Ainsi, les trois chercheurs se sont penchés sur une vieille étude qui est fréquemment citée par des universitaires spécialisés dans le domaine de la prise de décision. Celle-ci s'intitulait A Garbage Can Model of Organizational Choice et avait été le fruit du travail de David Cohen, à l'époque jeune diplômé de Stanford, de son professeur James March et de Johan Olsen, un professeur de l'Université de Bergen (Norvège) en visite à Stanford. Elle indiquait une nouvelle approche – pour l'époque, à savoir en 1972 – de l'analyse de la prise de décision, en dissociant le problème, les solutions possibles et les preneurs de décision.
Pourquoi s'y sont-ils intéressés? Parce qu'elle est souvent citée sans avoir vraiment été, d'après eux, vérifiée. Du coup, nombre de chercheurs et d'études s'appuyaient sur elle, sans trop savoir s'ils faisaient bien, ou s'ils commettaient une erreur en agissant de la sorte.
C'est que le modèle dit Garbage Can est ambitieux. Il prétend prédire le comportement d'un petit groupe de personnes lorsque celui-ci doit prendre une décision. Rien de moins. Et il a été si magnifiquement présenté par MM. Cohen, March et Olsen que nombre de chercheurs en sont séduits dès qu'ils le découvrent, «agissant avec autant de magnétisme sur les chercheurs en management que le test de Rorschach sur les psychologues».

* Données
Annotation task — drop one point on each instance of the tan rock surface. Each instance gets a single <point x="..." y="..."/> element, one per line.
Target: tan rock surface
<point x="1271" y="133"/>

* Travail demandé
#1 Reproduisez, s'il vous plaît, le passage de l'extrait sur le modèle Garbage Can qui commence aux mots « Ainsi, les trois » et s'arrête après « preneurs de décision. ».
#2 Nommez tous les auteurs de l'étude A Garbage Can Model of Organizational Choice mentionnés dans l'extrait sur le modèle Garbage Can.
#3 Réécrivez plus brièvement le paragraphe de l'extrait sur le modèle Garbage Can qui débute par « C'est que le modèle dit Garbage Can est ambitieux », en conservant ses faits principaux.
Les données sont tirées d'une autre source.

* Corrigé
#1
Ainsi, les trois chercheurs se sont penchés sur une vieille étude qui est fréquemment citée par des universitaires spécialisés dans le domaine de la prise de décision. Celle-ci s'intitulait A Garbage Can Model of Organizational Choice et avait été le fruit du travail de David Cohen, à l'époque jeune diplômé de Stanford, de son professeur James March et de Johan Olsen, un professeur de l'Université de Bergen (Norvège) en visite à Stanford. Elle indiquait une nouvelle approche – pour l'époque, à savoir en 1972 – de l'analyse de la prise de décision, en dissociant le problème, les solutions possibles et les preneurs de décision.

#2 David Cohen, James March, Johan Olsen

#3 Le modèle Garbage Can est ambitieux. Il prétend prédire le comportement d'un petit groupe de personnes qui doit prendre une décision. Présenté de façon remarquable par Cohen, March et Olsen, il séduit de nombreux chercheurs dès qu'ils le découvrent. Il exerce sur les chercheurs en management un magnétisme comparable à celui du test de Rorschach sur les psychologues.